WRITTEN REQUEST A »
Can you reproduce the stretch of the mortgage ruling below from "Husband also contends that the" through "the memorandum decision."?

PROVIDED TEXT »
III. The Mortgage on the Marital Home

¶ 41 The trial court ordered that Husband take steps to “remove [Wife]' s name from the mortgage of the marital home within ninety days of the issuance of [the] Memorandum Decision” on December 19, 2011. Husband challenges the court's order on two alternative grounds. First, he contends that the court could not order him to take action to remove Wife's name from the mortgage because that was not a term of the parties' settlement agreement. In his reply brief, Husband clarifies that the parties had discussed a six-to-twelve-month time period for him to take steps to remove Wife's name from the mortgage but claims they never reached a formal agreement that he would do so or as to the timing in which it would be completed. Husband further asserts that any court-imposed requirement that he take steps to remove Wife's name from the mortgage must allow him time after the issuance of the decree to comply. Alternatively, he asserts that the court's order was impossible to comply with because, as a practical matter, he was incapable of obtaining new financing until after the final divorce decree issued on March 9, 2012, a mere nine days before the court-imposed deadline of March 18, 2012. Husband also contends that he now may be unable to qualify for a refinancing loan due to the skewing of his income-to-debt ratio created by the divorce decree.

¶ 42 Husband's first argument amounts to a challenge to the court's factual findings that “in return” for Husband's payment in June 2011 of “$1,000 to [Wife] for [Wife] to deed the property to [Husband],” Husband “was required to remove [Wife]'s name from the mortgage within six to twelve months of the agreement,” yet, “[a]s of [November 18, 2011], [Wife]'s name was still on the mortgage.” “Findings of fact, whether based on oral or documentary evidence, shall not be set aside unless clearly erroneous....” Utah R. Civ. P. 52(a). A finding is clearly erroneous if it is “in conflict with the clear weight of the evidence.” Kimball v. Kimball, 2009 UT App 233, ¶ 14, 217 P.3d 733.

¶ 43 Husband contends that the parties never reached any agreement for him to take action to remove Wife's name from the mortgage because although this issue was discussed during mediation, it was not included in the settlement agreement itself. At trial, however, Husband took a different position, acknowledging his understanding that Wife had executed a deed conveying her interest in the marital home to him in June 2011 and that he “had six months to a year” from that date to refinance the marital home to remove Wife's name from the mortgage. Husband now asserts that if this testimony can be interpreted to be an affirmative representation that the parties had reached an agreement on the matter, his testimony should be read “in the context of doing that after the Decree was entered” because “it was very apparent that the name could not be removed without a finalized Divorce Decree.” At the November 2011 trial, however, Husband stated that the six months was coming up in “the middle of December” and that based on his discussions with two banks, he expected to complete the refinancing process within one to two months. This evidence supports the trial court's findings that in exchange for Husband's payment to Wife in June 2011 of her remaining share of the equity in the home, Husband had agreed to take steps that would result in the removal of Wife's name from the mortgage within six to twelve months.

Husband also contends that the trial court's finding that Wife's name was still on the mortgage was incomplete because it “omits to also find that as of the final order, the Deed to [Husband] had not yet been recorded.” The trial court itself rejected Husband's similar objection to the memorandum decision on the basis that it simply asked the court to “provide ‘more appropriate background’ ” without affecting the substance of the court's ruling. We agree with the trial court. Its findings, as written, lend support to its order that Husband remove Wife's name within ninety days of the memorandum decision.

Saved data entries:

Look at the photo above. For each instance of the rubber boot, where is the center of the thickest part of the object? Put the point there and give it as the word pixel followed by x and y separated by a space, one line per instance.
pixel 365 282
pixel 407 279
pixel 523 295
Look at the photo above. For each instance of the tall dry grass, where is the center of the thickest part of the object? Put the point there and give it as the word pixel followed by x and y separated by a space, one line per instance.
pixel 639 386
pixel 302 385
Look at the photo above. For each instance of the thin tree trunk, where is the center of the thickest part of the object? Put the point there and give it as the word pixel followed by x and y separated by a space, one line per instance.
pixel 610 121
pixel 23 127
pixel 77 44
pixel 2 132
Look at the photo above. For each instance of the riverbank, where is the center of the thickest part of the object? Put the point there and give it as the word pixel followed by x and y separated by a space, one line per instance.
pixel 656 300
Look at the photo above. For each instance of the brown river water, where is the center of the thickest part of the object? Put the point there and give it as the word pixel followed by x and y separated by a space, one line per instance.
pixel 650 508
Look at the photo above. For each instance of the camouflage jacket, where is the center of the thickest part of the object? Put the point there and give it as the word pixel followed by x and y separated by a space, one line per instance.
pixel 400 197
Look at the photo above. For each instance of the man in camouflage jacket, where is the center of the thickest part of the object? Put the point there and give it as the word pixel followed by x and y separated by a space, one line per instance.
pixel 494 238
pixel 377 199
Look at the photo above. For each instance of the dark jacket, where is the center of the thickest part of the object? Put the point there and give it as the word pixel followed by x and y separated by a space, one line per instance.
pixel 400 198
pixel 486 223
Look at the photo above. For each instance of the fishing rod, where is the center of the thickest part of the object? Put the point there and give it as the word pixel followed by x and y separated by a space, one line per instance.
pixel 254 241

--

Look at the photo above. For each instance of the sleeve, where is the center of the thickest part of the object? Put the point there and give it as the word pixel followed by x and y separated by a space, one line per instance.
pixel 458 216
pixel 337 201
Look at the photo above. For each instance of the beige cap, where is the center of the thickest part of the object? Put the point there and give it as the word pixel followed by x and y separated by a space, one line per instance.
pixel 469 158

* * *

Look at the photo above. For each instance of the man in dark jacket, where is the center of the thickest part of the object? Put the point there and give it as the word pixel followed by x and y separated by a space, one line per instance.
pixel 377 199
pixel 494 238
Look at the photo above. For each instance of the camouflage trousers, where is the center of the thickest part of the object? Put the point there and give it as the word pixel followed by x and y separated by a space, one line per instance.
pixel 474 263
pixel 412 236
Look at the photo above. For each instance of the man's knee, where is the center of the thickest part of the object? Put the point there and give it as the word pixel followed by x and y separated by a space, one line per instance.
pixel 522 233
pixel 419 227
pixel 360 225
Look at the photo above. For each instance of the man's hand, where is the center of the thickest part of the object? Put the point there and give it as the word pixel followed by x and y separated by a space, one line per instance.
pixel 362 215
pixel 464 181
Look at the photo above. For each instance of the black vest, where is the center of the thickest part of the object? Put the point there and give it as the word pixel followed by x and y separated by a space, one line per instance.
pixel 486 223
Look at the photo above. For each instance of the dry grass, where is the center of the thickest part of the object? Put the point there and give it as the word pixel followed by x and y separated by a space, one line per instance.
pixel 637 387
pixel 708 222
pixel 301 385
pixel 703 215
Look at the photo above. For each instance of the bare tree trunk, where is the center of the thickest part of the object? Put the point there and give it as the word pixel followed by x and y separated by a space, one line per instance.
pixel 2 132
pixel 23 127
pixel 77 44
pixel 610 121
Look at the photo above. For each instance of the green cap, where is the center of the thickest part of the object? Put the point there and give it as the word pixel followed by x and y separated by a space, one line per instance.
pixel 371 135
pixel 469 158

WRITTEN REQUEST B »
Which lines of the listing above contain the word "trousers"? Copy out each of them.

SOLUTION A »
Husband also contends that the trial court's finding that Wife's name was still on the mortgage was incomplete because it “omits to also find that as of the final order, the Deed to [Husband] had not yet been recorded.” The trial court itself rejected Husband's similar objection to the memorandum decision on the basis that it simply asked the court to “provide ‘more appropriate background’ ” without affecting the substance of the court's ruling. We agree with the trial court. Its findings, as written, lend support to its order that Husband remove Wife's name within ninety days of the memorandum decision.

SOLUTION B »
Look at the photo above. For each instance of the camouflage trousers, where is the center of the thickest part of the object? Put the point there and give it as the word pixel followed by x and y separated by a space, one line per instance.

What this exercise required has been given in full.